(Records contained in a dataset)
******************************
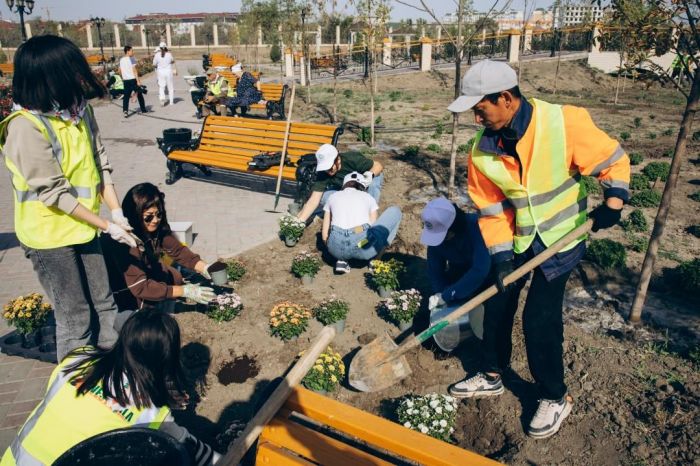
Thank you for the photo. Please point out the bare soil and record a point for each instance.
(636, 391)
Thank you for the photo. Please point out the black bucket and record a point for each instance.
(177, 136)
(132, 445)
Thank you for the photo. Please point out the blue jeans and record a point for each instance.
(374, 189)
(342, 243)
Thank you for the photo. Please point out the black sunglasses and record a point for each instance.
(149, 218)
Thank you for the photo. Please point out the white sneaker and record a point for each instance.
(477, 386)
(549, 416)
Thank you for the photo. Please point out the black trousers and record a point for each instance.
(542, 326)
(129, 87)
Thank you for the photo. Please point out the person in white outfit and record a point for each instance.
(165, 69)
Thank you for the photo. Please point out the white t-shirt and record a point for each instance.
(164, 63)
(126, 68)
(350, 208)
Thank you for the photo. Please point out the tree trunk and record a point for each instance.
(660, 222)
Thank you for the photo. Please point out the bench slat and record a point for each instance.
(381, 432)
(316, 446)
(270, 454)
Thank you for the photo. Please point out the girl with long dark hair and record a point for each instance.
(95, 390)
(139, 275)
(60, 175)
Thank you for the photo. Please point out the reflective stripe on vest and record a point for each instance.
(74, 147)
(554, 200)
(39, 447)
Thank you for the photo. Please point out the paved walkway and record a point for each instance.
(226, 221)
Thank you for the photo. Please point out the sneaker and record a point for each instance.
(549, 416)
(477, 386)
(342, 267)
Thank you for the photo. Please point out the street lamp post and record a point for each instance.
(22, 7)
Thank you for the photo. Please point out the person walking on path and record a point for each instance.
(351, 229)
(331, 169)
(458, 261)
(139, 276)
(165, 69)
(132, 81)
(136, 383)
(60, 171)
(524, 176)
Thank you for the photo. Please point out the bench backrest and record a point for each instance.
(290, 439)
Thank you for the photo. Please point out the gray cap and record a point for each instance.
(484, 78)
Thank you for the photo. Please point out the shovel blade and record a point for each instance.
(373, 368)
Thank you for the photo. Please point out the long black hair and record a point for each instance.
(142, 368)
(52, 71)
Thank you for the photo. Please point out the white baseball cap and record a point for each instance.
(484, 78)
(325, 156)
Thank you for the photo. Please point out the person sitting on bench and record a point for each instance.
(351, 229)
(247, 91)
(138, 276)
(94, 390)
(331, 169)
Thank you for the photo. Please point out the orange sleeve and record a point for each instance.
(496, 215)
(595, 153)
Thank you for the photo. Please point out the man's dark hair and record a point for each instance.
(51, 70)
(142, 368)
(493, 98)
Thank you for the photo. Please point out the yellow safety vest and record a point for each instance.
(554, 201)
(215, 87)
(63, 420)
(37, 225)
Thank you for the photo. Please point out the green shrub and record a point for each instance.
(635, 221)
(636, 158)
(657, 170)
(411, 151)
(638, 182)
(646, 198)
(606, 253)
(591, 184)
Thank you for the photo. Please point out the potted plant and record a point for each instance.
(306, 265)
(291, 229)
(401, 306)
(225, 307)
(385, 275)
(433, 414)
(332, 311)
(327, 372)
(27, 314)
(288, 320)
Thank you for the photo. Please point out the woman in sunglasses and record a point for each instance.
(138, 275)
(351, 228)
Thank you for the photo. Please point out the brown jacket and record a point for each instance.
(134, 282)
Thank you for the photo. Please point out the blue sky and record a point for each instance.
(117, 10)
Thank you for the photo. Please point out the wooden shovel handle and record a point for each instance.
(277, 399)
(491, 291)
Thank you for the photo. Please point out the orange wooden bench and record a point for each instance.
(228, 144)
(7, 69)
(312, 429)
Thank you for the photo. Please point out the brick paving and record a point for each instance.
(227, 221)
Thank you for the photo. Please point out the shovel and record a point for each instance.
(382, 363)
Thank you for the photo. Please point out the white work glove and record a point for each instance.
(198, 294)
(435, 301)
(205, 272)
(119, 219)
(120, 234)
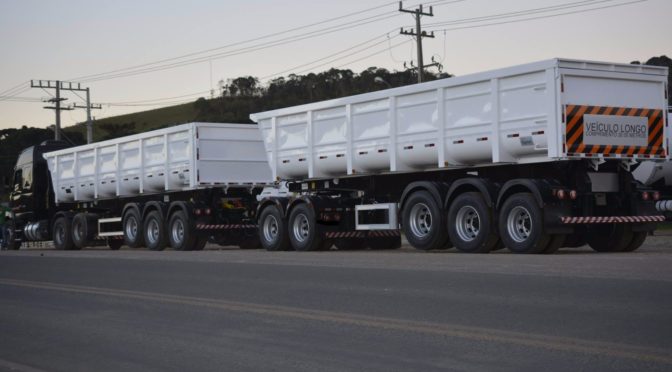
******************************
#### [What needs to be done]
In the copy, include every line of the records exactly and none of the images.

#### [Answer box]
Thank you for the photo. Please point out the bare soil and record a point for each instance.
(636, 391)
Thank you for the photo. Please point out the black bucket and record a point for each instance.
(177, 136)
(132, 445)
Thank you for the photo. Please point out the blue jeans and record a point for each instance.
(374, 189)
(342, 243)
Thank you for the photo. Please point out the black sunglasses and record a point for each instance.
(149, 218)
Thank you for the photo. Please point out the white sneaker and record a point for each instance.
(477, 386)
(549, 416)
Thank you for the photo. Please point out the black trousers and record a point for each instance.
(542, 326)
(129, 87)
Thank you for the photo. Please point out the person in white outfit and record a point for each instance.
(165, 69)
Thank you for the photo. Please point out the white t-shirt and record a point for each instance.
(164, 63)
(126, 68)
(350, 208)
Thank you for the photo. Please point out the tree trunk and record a point for each instance.
(660, 222)
Thank you for the photo. Please point out the bench slat and record a point for each instance.
(381, 432)
(316, 446)
(270, 454)
Thank you for the photo. Please point out the girl with long dark hair and record a point for each instance.
(95, 390)
(139, 275)
(60, 175)
Thank you for the photo. Please point out the reflective stripe on vest and record a point for each instance.
(74, 147)
(554, 200)
(39, 447)
Thank you for the photo. Please point out the paved walkway and record a point for each instance.
(226, 221)
Thank you for the photo. Please point out the sneaker and record a point for each instance.
(549, 416)
(477, 386)
(342, 267)
Thank you for the photo. Please point out the street lamp post and record a point for each instance.
(22, 7)
Thank you for the photo. Please point out the person walking on path and record a point for each instance.
(351, 229)
(331, 169)
(458, 261)
(139, 276)
(165, 69)
(132, 81)
(136, 383)
(60, 171)
(524, 176)
Thank you for the photo. Please point out the bench backrest and record a point for each instance.
(290, 439)
Thank you for the photo. Please point out the gray cap and record a point for each instance.
(484, 78)
Thank you for the photo. Please point out the shovel blade and record a point for each instance.
(373, 368)
Thank you for the photo. Please point out the long black hair and record a point for each instance.
(142, 368)
(52, 71)
Thank you for the photo. Please point out the white baseball cap and record a point for each instance.
(484, 78)
(325, 156)
Thank you for the photo. Please point out the person sitting on bench and record a point for each instance.
(351, 229)
(247, 91)
(138, 276)
(94, 390)
(331, 169)
Thank you for the photo. Please point out the orange sleeve and record a point for each instance.
(496, 215)
(595, 153)
Thank you for the photo. Please point out the man's dark hair and record a point for each instance.
(51, 70)
(142, 368)
(493, 98)
Thank you for the photo. Please point out the yellow safety vest and record a point for each instance.
(554, 201)
(215, 87)
(63, 420)
(37, 225)
Thank you for the photo. Please point out the green shrub and record a point for each instance.
(635, 221)
(636, 158)
(657, 170)
(411, 151)
(638, 182)
(646, 198)
(606, 253)
(591, 184)
Thank you for the photo. Please point out the potted plant and record a point for each instance.
(306, 265)
(291, 229)
(401, 306)
(225, 307)
(385, 275)
(433, 414)
(332, 311)
(327, 372)
(27, 314)
(288, 320)
Thank you for the photo. Please point out the woman in sunglasses and record a point for each instance.
(138, 275)
(351, 228)
Thank you for the photo. Please point out the brown jacket and record a point for each instance.
(134, 282)
Thank you for the photo. Please point out the blue sky and record a point for each instance.
(117, 10)
Thank you for the photo. Please point out the wooden shovel handle and record a point for each instance.
(277, 399)
(491, 291)
Thank you for the photo. Please point out the orange wooden bench and record a point for each instance.
(228, 144)
(7, 69)
(312, 429)
Thank you for the photo. Please point out the brick paving and record a point for each instance.
(227, 221)
Thank you for the photo. Please point out the shovel and record a point for each instance.
(382, 363)
Thank you for the photo. Please point out the white work glove and record a point for each instance.
(198, 294)
(435, 301)
(205, 272)
(119, 219)
(120, 234)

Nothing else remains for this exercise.